__Passage provided__:
#####
Yeah, Hybrid Thinking. That’s where it starts.

By default, you would also be broadening your reach across a wider range of industries than any other agency in your sphere of influence (not just because it makes great business sense, but because it’s fun.)

Fun feeds creativity at least as much as new experiences.

Think about it. What if instead of chasing big clients, you focused on helping great little companies grow into extraordinary ones? What if you only worked with clients that you want to work with? What if you turned away work that didn’t interest you? What if you did what every innovator has done since the beginning of time: What if you changed the rules, one client at a time, one project at a time?

Would you rub a few people the wrong way? You bet. But they’d get over it.

There are also other options beyond simply increasing the breadth of your playing field. The very nature of the way you approach your work, your services and the way that you market them doesn’t have to be set in stone. Don’t sell yourself short.

Tom Peters, for example, makes a good argument for agencies to evolve into more deep-reaching Professional Services Firms (see his downloadable ‘PSF Manifesto’). After all, if creatives can come up with great advertising ideas, they can surely come up with insightful ways to improve a company’s customer service call center, design unforgetable retail spaces and help create groundbreaking new products, for starters.

This kind of transition won’t happen on its own. Client companies certainly won’t be the first to suggest it. (“Hey um… you guys make great ads, but… do you also do product design?”) It’s one of those build it and they will come things. Create the service. Create the market. Become a purple cow all over again.

More importantly, help your clients become purple cows in their own fields. (Ultimately, that will be the key to your success.)

Trust me on this, many of them wish they had access to this kind of insightful innovation for hire. Not everyone can afford to keep top-notch designers on staff. Or brand strategists. Or marketing communications specialists. Or graphic artists. As for consultants… well, they can be terribly expensive and often too narrow in their approach.

Similarly, not everyone can afford a PR firm and an ad agency and a product design studio and a retail design consultant. (Assuming that, even if you could, all of the pieces would fit together properly… which is pretty unlikely.)
#####
__Activities__:
1. Duplicate the passage on agency strategy from "Yeah, Hybrid Thinking." to "get over it.".
2. According to the passage on agency strategy, what does Tom Peters argue agencies should evolve into?
3. Resume the passage on agency strategy, picking up right after its final sentence.
The entries have no connection to the passage on agency strategy.
#####
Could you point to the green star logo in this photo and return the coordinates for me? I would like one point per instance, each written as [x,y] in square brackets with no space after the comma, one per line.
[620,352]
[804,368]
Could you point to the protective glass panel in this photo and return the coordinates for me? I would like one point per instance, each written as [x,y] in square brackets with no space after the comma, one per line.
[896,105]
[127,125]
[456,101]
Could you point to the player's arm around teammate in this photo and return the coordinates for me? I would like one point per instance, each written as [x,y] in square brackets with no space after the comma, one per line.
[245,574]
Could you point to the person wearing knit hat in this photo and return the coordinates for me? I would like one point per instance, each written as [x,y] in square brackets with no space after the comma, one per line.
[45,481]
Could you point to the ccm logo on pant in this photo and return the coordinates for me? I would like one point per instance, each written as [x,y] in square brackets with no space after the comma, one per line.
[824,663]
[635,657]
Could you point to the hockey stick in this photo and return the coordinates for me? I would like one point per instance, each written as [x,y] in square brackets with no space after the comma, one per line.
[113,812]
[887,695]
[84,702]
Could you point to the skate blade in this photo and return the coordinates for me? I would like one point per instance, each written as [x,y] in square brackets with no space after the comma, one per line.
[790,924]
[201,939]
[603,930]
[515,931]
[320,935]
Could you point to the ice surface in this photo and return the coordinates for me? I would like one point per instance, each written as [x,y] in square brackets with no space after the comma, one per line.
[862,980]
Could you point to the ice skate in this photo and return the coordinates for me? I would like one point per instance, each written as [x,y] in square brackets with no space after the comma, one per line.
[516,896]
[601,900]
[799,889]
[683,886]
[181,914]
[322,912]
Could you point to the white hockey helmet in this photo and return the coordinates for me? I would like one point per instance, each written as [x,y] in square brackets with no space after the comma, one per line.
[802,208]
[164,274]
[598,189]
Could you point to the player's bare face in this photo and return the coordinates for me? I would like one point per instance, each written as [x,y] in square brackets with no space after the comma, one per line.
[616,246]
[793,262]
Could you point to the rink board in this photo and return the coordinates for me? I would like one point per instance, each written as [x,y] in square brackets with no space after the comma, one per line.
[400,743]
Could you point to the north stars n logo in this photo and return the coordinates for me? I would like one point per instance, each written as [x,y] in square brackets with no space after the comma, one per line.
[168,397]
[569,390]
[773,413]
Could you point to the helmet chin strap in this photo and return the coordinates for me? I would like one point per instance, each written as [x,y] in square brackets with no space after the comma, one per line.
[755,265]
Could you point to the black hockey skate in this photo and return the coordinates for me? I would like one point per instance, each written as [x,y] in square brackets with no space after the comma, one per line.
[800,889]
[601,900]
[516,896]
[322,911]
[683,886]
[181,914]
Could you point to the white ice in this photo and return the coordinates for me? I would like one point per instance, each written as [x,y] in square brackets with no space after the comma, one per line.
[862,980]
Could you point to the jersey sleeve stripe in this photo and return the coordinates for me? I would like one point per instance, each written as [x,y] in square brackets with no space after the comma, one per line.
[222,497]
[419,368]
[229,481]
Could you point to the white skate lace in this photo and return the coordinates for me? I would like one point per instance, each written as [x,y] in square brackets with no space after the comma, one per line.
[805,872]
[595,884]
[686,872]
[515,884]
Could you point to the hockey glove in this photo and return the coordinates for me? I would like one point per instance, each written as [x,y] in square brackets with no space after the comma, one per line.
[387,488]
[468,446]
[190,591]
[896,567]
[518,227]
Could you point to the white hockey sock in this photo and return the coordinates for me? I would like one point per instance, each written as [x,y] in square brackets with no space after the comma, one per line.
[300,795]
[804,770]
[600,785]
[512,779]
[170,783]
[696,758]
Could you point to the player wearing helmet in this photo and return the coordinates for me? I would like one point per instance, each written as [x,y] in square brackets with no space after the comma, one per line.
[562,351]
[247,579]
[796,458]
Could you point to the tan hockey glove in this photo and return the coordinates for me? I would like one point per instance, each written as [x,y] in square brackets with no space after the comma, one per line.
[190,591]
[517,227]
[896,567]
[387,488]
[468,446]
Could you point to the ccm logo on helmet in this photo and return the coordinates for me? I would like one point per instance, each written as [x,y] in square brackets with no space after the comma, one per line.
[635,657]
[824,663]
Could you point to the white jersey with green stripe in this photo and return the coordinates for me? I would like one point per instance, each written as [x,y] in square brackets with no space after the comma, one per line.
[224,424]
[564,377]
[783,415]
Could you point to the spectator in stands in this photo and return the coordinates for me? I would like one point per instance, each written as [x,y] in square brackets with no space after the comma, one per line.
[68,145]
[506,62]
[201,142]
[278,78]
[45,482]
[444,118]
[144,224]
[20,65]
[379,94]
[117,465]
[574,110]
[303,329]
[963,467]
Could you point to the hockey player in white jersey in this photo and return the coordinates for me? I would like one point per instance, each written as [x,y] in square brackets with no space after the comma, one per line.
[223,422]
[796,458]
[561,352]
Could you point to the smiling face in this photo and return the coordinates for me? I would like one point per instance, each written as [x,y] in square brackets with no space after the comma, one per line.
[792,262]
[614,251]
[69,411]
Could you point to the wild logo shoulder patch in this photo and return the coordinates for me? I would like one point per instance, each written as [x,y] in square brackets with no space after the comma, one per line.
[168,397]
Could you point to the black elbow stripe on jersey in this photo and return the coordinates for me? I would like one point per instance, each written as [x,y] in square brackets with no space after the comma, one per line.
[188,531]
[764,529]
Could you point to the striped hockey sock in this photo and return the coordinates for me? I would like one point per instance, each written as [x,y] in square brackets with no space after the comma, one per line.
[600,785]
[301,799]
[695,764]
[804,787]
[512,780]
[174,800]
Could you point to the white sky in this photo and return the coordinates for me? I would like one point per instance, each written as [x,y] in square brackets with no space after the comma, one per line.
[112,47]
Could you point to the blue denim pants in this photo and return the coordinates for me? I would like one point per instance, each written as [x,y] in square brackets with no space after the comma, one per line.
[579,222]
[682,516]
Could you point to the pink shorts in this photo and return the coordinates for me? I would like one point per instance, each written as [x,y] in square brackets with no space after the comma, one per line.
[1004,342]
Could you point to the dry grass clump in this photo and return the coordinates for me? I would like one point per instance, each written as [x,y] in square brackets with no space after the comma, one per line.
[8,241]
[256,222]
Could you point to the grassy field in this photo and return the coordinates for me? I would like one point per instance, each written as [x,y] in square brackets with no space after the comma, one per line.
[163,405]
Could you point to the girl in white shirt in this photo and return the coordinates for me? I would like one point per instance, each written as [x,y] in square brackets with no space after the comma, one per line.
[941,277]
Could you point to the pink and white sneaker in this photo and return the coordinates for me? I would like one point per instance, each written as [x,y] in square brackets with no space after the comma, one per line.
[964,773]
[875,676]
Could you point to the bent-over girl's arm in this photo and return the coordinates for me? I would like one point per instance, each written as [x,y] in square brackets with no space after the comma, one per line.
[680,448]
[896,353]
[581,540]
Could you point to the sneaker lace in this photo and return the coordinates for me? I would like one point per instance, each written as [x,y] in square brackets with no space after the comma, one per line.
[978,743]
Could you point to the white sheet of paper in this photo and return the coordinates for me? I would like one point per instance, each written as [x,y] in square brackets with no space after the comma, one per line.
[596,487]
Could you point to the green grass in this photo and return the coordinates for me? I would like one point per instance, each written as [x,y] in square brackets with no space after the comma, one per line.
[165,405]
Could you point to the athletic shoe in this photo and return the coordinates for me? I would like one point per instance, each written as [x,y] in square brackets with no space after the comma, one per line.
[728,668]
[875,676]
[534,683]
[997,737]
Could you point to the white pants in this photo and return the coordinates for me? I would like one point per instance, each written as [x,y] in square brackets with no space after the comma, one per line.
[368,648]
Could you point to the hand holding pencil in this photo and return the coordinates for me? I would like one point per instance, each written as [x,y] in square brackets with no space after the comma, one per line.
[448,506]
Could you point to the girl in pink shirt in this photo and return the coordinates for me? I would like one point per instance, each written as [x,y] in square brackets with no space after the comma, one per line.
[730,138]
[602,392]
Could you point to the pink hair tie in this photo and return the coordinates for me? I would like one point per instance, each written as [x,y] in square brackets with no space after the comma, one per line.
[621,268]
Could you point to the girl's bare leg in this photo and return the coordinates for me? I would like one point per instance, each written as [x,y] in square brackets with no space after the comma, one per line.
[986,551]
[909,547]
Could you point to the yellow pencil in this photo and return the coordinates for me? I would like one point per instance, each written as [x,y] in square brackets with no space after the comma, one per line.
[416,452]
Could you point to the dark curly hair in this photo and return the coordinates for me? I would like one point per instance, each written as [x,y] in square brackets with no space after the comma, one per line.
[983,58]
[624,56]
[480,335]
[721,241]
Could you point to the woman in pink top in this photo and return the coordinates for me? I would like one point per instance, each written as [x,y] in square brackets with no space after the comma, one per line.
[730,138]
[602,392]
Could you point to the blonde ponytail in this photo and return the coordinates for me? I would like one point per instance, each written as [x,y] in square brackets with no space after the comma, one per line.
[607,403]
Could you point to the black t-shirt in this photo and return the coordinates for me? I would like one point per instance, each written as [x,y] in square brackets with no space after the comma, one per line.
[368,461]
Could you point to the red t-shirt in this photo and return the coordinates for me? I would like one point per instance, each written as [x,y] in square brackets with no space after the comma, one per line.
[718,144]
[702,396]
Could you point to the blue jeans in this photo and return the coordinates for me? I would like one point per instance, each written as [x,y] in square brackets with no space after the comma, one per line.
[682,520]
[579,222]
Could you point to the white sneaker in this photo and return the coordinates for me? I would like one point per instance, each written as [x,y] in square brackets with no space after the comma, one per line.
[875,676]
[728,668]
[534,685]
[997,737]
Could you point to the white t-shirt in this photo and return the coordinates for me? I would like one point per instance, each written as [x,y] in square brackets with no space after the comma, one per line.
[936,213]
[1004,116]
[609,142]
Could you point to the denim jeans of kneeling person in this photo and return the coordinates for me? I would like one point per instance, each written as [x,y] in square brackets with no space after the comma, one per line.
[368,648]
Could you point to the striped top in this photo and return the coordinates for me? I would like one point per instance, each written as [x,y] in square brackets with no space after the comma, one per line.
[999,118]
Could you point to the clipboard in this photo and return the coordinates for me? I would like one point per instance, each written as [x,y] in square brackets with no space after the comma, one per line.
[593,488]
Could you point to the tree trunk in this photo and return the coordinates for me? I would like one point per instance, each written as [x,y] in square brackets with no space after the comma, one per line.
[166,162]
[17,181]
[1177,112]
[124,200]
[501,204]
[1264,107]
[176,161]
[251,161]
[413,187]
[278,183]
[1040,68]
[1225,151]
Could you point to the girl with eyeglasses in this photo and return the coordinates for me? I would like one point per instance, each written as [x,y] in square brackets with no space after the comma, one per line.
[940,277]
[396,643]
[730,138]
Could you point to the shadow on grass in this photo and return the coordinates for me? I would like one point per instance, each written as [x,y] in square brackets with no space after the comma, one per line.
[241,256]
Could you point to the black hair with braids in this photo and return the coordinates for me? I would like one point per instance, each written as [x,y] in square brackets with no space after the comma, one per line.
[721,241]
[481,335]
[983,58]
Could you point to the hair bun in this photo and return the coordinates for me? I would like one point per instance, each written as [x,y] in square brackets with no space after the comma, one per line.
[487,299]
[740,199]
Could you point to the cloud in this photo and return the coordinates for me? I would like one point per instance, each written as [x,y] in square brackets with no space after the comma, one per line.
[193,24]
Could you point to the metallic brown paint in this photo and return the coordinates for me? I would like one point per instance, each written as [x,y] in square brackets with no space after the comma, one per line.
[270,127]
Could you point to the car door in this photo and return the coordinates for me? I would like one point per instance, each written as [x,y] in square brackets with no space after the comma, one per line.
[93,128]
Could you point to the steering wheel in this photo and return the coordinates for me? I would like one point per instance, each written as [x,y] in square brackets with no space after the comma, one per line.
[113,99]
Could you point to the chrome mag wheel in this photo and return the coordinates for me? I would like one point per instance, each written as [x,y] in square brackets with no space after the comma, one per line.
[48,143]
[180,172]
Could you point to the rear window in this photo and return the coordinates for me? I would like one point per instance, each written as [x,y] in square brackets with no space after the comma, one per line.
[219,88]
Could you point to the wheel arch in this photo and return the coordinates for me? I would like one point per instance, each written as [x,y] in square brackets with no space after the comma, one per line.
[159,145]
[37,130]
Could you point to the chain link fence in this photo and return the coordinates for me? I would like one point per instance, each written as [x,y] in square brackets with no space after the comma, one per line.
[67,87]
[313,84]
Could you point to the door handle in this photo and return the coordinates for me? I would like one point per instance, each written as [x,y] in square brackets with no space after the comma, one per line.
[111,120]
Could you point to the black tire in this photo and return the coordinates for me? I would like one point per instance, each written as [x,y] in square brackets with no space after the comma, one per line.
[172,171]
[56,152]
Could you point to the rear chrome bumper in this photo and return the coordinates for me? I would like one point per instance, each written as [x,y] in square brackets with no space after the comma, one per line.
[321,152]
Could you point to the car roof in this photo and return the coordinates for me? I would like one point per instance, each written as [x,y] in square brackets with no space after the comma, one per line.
#####
__Answers provided__:
1.
Yeah, Hybrid Thinking. That’s where it starts.

By default, you would also be broadening your reach across a wider range of industries than any other agency in your sphere of influence (not just because it makes great business sense, but because it’s fun.)

Fun feeds creativity at least as much as new experiences.

Think about it. What if instead of chasing big clients, you focused on helping great little companies grow into extraordinary ones? What if you only worked with clients that you want to work with? What if you turned away work that didn’t interest you? What if you did what every innovator has done since the beginning of time: What if you changed the rules, one client at a time, one project at a time?

Would you rub a few people the wrong way? You bet. But they’d get over it.

2. More deep-reaching Professional Services Firms.

3.
Enter the fully-integrated PSF/Agency: Cost-effective, versatile, nimble, responsive, insightful, completely immersed in their client’s culture. One-stop shopping for all of your innovative needs. Beyond its core team, imagine a network composed of the most brilliant minds and creative talent in the world, just a mouse-click away. A phone-call away.

Imagine if a PSF/Agency like the one I just described suddenly opened shop in your town. What if it were courting your clients? What if it had more talent than you could hire in a lifetime? What if they were a lot cheaper than you are?

What if, although advertising were only one of their revenue streams, their work still blew yours away?

What would you do?

What if they cut your revenue in half inside of two years? What would you do to stay alive?

Advertise more? Lower your prices? Work for free?

Purple cows don’t have to shake their baby rattles to be noticed. They don’t have to put up billboards all over town. They don’t have to engage in price wars. All they have to do is be purple cows.

Pistachio cows.

Tangelo cows.

Here’s a fresh little bit of Set Godin insight:


“Ad agencies have been backed into a corner and mostly do rattling. It’s the
high-cost, high-profile, high-risk part of marketing, and the kind that
rarely works. What a shame that some of the smartest people in our field
aren’t allowed (by their clients and by their industry’s structure) to get
behind the scenes and change the product, the strategy and the approach
instead of just annoying more people with ever louder junk.”

Yesterday’s purple cows are today’s brown cows.

Tomorrow’s purple cows won’t look or feel or sound anything like you.

The question is, what are you doing about it?